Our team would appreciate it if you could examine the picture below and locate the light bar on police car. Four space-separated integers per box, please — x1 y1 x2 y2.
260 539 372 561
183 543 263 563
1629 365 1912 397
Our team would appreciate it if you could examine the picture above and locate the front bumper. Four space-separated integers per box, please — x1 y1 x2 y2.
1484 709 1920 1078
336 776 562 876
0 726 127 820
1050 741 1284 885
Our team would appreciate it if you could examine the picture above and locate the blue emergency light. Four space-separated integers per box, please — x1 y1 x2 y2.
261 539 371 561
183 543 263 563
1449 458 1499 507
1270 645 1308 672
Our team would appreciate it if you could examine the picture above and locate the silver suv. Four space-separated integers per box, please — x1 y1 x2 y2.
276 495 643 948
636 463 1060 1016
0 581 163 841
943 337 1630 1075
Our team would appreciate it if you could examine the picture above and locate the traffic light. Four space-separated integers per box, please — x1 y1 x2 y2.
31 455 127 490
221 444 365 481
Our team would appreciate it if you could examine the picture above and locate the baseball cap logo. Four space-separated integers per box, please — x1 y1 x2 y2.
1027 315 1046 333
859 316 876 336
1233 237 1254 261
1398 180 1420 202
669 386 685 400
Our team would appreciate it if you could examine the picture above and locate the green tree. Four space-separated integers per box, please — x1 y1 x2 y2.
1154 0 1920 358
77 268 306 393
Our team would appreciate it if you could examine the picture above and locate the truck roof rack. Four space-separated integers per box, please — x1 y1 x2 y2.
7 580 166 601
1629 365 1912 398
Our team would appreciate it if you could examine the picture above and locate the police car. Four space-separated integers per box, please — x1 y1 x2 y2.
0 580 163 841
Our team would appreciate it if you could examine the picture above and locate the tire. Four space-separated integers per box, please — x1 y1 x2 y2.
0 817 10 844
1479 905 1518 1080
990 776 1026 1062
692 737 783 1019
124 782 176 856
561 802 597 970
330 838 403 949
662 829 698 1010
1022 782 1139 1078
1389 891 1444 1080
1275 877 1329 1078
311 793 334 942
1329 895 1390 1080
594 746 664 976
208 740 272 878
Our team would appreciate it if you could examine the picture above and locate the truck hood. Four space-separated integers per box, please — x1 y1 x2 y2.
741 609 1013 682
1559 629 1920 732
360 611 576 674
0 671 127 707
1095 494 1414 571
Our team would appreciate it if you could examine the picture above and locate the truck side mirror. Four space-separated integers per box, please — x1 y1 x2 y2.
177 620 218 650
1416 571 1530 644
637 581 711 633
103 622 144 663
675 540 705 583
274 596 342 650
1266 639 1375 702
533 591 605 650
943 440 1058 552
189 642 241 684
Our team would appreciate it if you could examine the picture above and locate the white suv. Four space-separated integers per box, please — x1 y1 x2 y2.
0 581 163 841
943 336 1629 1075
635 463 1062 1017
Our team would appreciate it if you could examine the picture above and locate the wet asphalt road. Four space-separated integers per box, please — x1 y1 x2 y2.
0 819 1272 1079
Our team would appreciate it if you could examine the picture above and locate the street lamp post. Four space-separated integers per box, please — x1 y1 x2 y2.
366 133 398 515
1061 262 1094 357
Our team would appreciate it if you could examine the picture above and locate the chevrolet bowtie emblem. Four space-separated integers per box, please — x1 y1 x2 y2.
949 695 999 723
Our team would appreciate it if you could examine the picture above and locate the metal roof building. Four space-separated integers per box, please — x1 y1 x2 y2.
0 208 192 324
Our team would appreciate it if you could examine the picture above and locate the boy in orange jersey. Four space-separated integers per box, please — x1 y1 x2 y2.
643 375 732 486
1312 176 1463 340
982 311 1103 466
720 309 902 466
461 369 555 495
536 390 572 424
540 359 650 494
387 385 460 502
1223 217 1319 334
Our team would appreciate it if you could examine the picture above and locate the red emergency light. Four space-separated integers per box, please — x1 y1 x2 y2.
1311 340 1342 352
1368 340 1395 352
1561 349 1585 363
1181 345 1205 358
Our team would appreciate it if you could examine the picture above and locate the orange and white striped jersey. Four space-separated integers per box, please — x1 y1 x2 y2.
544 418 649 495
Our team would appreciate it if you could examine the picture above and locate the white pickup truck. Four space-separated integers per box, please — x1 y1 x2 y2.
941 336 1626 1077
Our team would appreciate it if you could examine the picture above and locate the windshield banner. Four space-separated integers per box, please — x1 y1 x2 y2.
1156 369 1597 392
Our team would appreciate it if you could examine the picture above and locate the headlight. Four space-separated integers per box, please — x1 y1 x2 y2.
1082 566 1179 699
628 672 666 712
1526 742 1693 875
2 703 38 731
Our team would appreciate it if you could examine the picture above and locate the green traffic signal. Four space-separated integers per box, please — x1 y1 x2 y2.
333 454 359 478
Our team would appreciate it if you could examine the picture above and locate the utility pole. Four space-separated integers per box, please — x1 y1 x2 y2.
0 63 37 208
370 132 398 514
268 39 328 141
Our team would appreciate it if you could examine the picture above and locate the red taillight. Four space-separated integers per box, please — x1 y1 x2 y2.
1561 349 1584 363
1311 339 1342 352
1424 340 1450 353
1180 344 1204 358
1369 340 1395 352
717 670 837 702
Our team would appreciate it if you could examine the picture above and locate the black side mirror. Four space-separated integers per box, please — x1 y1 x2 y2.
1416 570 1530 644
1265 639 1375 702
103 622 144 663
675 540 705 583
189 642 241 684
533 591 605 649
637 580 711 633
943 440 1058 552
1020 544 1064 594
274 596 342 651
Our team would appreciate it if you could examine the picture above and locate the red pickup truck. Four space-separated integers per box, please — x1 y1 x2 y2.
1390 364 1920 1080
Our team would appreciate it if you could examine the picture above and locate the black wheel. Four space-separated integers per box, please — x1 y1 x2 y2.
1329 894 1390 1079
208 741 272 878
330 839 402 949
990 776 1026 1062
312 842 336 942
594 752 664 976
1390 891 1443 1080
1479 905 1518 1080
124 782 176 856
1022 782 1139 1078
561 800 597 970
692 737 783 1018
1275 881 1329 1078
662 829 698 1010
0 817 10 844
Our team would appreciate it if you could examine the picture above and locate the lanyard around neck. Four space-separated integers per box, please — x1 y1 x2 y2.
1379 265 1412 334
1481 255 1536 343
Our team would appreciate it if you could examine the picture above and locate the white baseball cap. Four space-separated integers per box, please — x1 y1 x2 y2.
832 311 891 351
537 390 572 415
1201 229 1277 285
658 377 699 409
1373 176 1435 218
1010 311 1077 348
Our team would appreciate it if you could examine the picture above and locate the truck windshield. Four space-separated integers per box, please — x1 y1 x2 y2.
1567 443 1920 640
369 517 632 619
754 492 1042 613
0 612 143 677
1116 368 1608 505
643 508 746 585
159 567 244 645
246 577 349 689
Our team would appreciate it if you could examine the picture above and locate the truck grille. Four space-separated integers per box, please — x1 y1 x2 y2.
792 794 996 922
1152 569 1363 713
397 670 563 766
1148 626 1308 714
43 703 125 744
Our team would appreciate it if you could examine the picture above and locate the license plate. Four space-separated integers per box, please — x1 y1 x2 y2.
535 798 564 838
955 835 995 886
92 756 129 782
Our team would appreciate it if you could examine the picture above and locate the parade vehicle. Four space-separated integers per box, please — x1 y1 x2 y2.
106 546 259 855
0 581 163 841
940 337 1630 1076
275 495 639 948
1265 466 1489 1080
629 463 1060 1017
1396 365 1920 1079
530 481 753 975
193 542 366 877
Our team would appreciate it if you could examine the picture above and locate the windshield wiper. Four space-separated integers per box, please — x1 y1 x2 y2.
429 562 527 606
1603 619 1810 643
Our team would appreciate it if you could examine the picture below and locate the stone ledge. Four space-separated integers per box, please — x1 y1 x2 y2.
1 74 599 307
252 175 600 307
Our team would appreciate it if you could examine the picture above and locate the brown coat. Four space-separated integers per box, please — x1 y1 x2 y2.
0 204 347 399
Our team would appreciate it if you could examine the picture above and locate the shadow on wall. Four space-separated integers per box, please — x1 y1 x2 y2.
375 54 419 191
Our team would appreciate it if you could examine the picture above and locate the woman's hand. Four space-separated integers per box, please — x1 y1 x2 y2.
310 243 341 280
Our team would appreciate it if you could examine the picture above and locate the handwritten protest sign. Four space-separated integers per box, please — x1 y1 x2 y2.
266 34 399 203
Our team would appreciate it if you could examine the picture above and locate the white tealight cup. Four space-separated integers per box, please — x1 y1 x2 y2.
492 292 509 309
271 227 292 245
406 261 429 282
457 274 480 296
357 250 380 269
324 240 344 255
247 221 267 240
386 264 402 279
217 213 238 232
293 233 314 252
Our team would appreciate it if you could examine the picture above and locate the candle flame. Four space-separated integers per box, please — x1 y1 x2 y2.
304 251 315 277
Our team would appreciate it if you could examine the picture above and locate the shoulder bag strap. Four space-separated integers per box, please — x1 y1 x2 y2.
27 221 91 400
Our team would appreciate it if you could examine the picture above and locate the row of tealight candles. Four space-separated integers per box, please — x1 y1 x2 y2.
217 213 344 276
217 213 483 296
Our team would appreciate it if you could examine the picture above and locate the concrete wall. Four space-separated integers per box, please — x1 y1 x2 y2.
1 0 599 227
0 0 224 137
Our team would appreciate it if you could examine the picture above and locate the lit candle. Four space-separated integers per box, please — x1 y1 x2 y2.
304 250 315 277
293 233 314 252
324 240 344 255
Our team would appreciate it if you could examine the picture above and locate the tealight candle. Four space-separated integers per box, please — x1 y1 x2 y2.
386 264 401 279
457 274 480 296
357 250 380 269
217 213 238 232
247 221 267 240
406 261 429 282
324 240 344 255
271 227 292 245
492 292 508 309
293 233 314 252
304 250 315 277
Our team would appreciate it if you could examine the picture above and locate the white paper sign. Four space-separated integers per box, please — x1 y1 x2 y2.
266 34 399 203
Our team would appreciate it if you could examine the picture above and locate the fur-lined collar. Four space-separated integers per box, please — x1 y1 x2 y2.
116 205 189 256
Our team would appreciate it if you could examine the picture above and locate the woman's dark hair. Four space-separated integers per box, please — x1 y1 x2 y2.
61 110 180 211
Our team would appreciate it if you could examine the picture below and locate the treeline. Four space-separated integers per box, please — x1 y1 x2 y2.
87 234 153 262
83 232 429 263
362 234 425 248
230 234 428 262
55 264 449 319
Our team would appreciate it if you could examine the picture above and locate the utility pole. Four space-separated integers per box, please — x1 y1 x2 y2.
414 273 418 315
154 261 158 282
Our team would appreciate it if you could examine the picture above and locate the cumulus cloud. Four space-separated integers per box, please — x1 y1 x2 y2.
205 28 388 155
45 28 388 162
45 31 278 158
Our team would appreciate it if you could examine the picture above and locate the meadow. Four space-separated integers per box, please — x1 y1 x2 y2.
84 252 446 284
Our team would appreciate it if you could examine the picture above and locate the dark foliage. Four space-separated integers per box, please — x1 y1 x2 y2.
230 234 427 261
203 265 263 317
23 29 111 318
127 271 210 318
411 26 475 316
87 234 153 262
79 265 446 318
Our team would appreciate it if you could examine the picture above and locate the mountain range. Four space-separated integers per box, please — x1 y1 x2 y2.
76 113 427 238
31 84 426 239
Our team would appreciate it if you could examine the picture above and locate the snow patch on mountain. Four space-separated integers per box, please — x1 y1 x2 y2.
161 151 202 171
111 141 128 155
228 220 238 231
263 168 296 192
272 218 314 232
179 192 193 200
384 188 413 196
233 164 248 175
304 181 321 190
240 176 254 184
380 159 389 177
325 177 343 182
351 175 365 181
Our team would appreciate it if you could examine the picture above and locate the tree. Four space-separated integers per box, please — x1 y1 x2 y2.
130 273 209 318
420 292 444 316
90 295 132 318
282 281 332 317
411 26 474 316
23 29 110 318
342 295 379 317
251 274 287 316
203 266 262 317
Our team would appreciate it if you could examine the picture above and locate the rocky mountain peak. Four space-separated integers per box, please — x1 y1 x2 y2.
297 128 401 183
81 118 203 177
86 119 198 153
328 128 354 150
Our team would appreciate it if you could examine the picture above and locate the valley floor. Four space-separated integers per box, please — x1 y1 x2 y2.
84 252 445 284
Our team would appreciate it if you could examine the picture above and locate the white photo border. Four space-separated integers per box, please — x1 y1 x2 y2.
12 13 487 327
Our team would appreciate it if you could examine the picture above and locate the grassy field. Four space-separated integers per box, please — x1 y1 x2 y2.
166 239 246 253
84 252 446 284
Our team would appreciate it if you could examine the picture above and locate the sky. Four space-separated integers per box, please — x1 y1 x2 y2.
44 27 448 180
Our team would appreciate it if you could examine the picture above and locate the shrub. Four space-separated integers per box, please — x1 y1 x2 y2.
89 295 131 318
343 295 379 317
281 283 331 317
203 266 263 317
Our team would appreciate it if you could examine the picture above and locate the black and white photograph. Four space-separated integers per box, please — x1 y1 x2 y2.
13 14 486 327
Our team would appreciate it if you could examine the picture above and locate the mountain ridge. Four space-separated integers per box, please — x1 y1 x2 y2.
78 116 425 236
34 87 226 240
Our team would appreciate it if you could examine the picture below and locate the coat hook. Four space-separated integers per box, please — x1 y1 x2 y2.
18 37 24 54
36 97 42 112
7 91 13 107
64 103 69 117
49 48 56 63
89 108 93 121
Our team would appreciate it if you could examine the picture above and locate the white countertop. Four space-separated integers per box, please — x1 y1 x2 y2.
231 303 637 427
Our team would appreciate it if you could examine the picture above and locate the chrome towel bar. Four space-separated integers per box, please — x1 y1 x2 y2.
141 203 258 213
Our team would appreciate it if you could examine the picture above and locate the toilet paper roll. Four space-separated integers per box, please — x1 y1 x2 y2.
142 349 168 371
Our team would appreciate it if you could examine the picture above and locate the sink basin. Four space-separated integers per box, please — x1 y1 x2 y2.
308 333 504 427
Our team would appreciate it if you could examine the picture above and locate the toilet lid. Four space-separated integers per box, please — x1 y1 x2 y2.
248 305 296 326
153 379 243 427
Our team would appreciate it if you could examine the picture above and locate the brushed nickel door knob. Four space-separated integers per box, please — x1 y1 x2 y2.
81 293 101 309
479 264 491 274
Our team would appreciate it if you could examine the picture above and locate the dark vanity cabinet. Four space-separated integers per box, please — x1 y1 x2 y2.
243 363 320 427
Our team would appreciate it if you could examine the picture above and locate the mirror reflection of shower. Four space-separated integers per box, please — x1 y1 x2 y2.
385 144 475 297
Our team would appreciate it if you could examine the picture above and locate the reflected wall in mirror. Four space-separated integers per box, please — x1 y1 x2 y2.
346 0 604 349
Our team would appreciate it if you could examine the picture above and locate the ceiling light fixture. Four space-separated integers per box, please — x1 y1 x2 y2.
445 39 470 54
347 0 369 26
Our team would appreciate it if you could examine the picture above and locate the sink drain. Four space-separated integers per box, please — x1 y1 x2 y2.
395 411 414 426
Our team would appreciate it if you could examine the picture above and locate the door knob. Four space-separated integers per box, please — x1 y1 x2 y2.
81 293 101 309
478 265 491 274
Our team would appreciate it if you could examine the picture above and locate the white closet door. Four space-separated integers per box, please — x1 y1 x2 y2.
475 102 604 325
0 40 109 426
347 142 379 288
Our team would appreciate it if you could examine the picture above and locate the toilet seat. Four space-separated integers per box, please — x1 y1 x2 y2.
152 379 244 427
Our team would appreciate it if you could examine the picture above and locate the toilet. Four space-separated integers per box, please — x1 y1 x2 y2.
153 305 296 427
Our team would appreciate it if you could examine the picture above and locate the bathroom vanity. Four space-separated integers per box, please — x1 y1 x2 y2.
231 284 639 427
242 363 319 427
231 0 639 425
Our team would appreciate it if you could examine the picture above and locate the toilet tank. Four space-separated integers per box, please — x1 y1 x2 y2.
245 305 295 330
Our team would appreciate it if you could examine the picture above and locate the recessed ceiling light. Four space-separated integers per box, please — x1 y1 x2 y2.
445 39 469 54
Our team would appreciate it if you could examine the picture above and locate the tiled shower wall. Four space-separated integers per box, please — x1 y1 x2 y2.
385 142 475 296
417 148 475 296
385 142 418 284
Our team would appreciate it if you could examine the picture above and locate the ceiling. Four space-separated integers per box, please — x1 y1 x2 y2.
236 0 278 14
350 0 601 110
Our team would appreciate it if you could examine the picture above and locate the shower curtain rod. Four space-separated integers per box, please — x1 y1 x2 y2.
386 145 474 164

- - -

→ **Aim of the exercise**
Taking the line that contains "locate the shower" as the first and the last line of the material as the final one, transcribe that span exactly and include nothing else.

→ **Result**
Our team would appreciate it if you could examine the picture above and locate the shower curtain rod. Four space-separated integers per box, please — x1 y1 x2 y2.
386 145 474 164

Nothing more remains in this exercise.